<<<<

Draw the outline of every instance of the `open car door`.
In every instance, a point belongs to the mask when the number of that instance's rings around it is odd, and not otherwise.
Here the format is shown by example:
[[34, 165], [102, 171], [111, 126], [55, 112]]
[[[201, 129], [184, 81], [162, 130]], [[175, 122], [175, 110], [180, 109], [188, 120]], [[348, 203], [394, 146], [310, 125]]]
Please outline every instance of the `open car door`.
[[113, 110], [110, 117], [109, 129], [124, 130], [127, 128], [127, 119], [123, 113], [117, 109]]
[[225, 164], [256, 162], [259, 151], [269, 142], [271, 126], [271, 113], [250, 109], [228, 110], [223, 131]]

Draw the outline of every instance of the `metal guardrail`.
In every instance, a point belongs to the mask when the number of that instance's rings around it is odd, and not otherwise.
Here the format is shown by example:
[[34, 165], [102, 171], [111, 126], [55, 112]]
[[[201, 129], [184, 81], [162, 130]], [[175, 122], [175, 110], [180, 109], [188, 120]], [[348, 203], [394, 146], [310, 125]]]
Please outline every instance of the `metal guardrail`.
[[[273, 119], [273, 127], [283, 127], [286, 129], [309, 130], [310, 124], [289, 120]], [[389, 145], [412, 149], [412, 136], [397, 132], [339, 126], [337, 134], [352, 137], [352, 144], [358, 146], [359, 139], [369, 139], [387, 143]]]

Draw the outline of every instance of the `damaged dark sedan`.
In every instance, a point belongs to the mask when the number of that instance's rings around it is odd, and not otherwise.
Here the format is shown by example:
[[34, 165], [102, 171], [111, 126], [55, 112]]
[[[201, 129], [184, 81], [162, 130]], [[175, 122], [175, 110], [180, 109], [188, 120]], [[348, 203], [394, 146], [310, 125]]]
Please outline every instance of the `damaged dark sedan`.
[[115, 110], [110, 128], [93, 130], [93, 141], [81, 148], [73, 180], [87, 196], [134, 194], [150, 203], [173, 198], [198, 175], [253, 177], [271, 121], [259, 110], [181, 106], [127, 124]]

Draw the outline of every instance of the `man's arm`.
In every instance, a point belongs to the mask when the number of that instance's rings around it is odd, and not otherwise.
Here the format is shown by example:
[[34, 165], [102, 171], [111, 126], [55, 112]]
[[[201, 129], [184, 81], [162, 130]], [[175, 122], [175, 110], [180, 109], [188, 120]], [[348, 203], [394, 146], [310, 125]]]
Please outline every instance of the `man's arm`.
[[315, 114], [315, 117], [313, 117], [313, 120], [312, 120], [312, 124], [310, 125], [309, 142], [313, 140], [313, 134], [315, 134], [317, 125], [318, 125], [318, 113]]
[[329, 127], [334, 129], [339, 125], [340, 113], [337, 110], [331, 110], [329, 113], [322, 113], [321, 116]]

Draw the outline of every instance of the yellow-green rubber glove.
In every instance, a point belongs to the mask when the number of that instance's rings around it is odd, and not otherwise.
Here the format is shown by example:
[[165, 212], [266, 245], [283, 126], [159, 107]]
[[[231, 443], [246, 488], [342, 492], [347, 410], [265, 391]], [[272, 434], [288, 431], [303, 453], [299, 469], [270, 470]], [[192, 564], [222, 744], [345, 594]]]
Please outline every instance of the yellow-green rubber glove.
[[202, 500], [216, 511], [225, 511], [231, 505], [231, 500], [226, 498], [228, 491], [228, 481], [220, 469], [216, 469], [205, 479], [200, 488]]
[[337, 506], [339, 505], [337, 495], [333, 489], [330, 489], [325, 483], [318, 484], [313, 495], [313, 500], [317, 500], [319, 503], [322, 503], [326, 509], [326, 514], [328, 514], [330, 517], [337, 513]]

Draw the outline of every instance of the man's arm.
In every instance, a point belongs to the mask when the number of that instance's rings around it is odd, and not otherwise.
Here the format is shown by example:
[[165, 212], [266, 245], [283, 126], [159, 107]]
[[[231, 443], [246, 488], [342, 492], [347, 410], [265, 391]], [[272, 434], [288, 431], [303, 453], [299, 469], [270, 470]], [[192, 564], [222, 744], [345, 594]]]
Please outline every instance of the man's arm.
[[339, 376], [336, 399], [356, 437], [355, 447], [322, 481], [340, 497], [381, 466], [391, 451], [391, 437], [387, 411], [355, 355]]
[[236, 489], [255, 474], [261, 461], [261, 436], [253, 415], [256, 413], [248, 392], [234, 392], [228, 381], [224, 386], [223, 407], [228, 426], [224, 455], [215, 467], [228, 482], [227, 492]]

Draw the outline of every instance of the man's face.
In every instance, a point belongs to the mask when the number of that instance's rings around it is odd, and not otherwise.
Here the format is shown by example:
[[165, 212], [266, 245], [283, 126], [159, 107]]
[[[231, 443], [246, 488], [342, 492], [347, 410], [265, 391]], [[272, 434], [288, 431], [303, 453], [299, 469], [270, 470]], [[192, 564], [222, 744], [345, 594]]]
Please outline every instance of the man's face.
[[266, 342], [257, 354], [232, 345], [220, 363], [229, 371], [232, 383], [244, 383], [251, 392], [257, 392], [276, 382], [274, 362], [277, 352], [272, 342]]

>>>>

# ASSIGNMENT:
Every entry must be set down again exactly as it reads.

# ANSWER BOX:
Draw the outline of every instance of the `open car door`.
In every instance, a point belongs to the mask when the number of that instance's rings around it is odd, and not otherwise.
Here the format is shown by example:
[[34, 165], [102, 171], [111, 126], [55, 112]]
[[[201, 129], [184, 81], [162, 130]], [[175, 122], [175, 110], [180, 109], [188, 120]], [[348, 203], [394, 146], [310, 125]]]
Please outline every instance of the `open car door`.
[[113, 110], [110, 117], [109, 129], [124, 130], [127, 128], [127, 119], [123, 113], [117, 109]]
[[225, 164], [256, 162], [259, 151], [269, 142], [271, 126], [271, 113], [250, 109], [228, 110], [223, 131]]

Draw the outline of every instance of the `metal guardrail`.
In every instance, a point belongs to the mask when the number of that instance's rings around it is odd, and not otherwise.
Here the format is shown by example:
[[34, 165], [102, 171], [111, 126], [55, 112]]
[[[201, 129], [184, 81], [162, 130]], [[175, 122], [175, 110], [180, 109], [188, 120]], [[348, 203], [394, 146], [310, 125]]]
Please outline every instance of the `metal guardrail`.
[[[273, 119], [273, 127], [283, 127], [286, 129], [309, 130], [310, 124], [289, 120]], [[389, 145], [412, 149], [412, 136], [397, 132], [339, 126], [337, 134], [352, 137], [352, 144], [358, 146], [359, 139], [369, 139], [387, 143]]]

Draw the outline of every instance of the `damaged dark sedan`.
In every instance, a point belongs to the mask when the number of that instance's rings around it is odd, and not otherwise.
Here the format is shown by example:
[[34, 165], [102, 171], [111, 126], [55, 112]]
[[[201, 129], [184, 81], [162, 130]], [[175, 122], [175, 110], [180, 109], [188, 120]], [[348, 203], [394, 146], [310, 125]]]
Please outline every instance of the `damaged dark sedan`.
[[115, 110], [110, 128], [93, 130], [93, 141], [81, 148], [73, 180], [87, 196], [134, 194], [150, 203], [173, 198], [198, 175], [253, 177], [271, 121], [259, 110], [181, 106], [127, 124]]

Draw the outline of every instance of the `man's arm`.
In every instance, a point belongs to the mask when the number of that instance's rings around it is odd, and not otherwise.
Here the format is shown by example:
[[34, 165], [102, 171], [111, 126], [55, 112]]
[[[201, 129], [184, 81], [162, 130]], [[175, 122], [175, 110], [180, 109], [188, 120]], [[348, 203], [394, 146], [310, 125]]]
Please outline every instance of the `man's arm`.
[[315, 114], [315, 117], [313, 117], [313, 120], [312, 120], [312, 124], [310, 125], [309, 142], [313, 140], [313, 134], [315, 134], [317, 125], [318, 125], [318, 113]]
[[329, 127], [334, 129], [339, 125], [340, 113], [337, 110], [331, 110], [329, 113], [322, 113], [321, 116]]

Draw the outline of every instance of the yellow-green rubber glove.
In every instance, a point belongs to the mask when the number of that instance's rings around it is odd, and not otherwise.
Here the format is shown by example:
[[165, 212], [266, 245], [283, 126], [159, 107]]
[[[231, 443], [246, 488], [342, 492], [347, 410], [265, 391]], [[272, 434], [288, 431], [303, 453], [299, 469], [270, 470]], [[192, 564], [222, 744], [345, 594]]]
Please outline every instance of the yellow-green rubber glove.
[[202, 500], [216, 511], [225, 511], [231, 505], [231, 500], [226, 498], [228, 491], [228, 481], [220, 469], [216, 469], [205, 479], [200, 488]]
[[337, 506], [339, 505], [337, 495], [333, 489], [330, 489], [325, 483], [318, 484], [313, 495], [313, 500], [317, 500], [319, 503], [322, 503], [326, 509], [326, 514], [328, 514], [330, 517], [337, 513]]

Draw the outline of every instance of the man's arm.
In every instance, a point belongs to the mask when the number of that instance's rings around it is odd, and not otherwise.
Here the format is shown by example:
[[165, 212], [266, 245], [283, 126], [159, 107]]
[[[231, 443], [246, 488], [342, 492], [347, 410], [265, 391]], [[272, 434], [288, 431], [303, 453], [299, 469], [270, 470]], [[192, 564], [222, 744], [345, 594]]]
Please outline every instance of the man's arm.
[[339, 376], [336, 399], [356, 437], [355, 447], [322, 481], [340, 497], [381, 466], [391, 451], [391, 437], [387, 411], [355, 355]]
[[236, 489], [255, 474], [261, 461], [261, 436], [253, 415], [256, 413], [248, 392], [234, 392], [228, 381], [224, 386], [223, 407], [228, 426], [224, 455], [215, 467], [228, 482], [227, 492]]

Draw the outline of every instance of the man's face.
In every instance, a point belongs to the mask when the number of that instance's rings around it is odd, and not otherwise.
Here the format is shown by example:
[[165, 212], [266, 245], [283, 126], [159, 107]]
[[[231, 443], [246, 488], [342, 492], [347, 410], [265, 391]], [[272, 434], [288, 431], [303, 453], [299, 469], [270, 470]], [[192, 564], [222, 744], [345, 594]]]
Please outline every instance of the man's face.
[[266, 342], [257, 354], [232, 345], [220, 363], [229, 371], [232, 383], [244, 383], [251, 392], [257, 392], [276, 382], [274, 362], [277, 352], [272, 342]]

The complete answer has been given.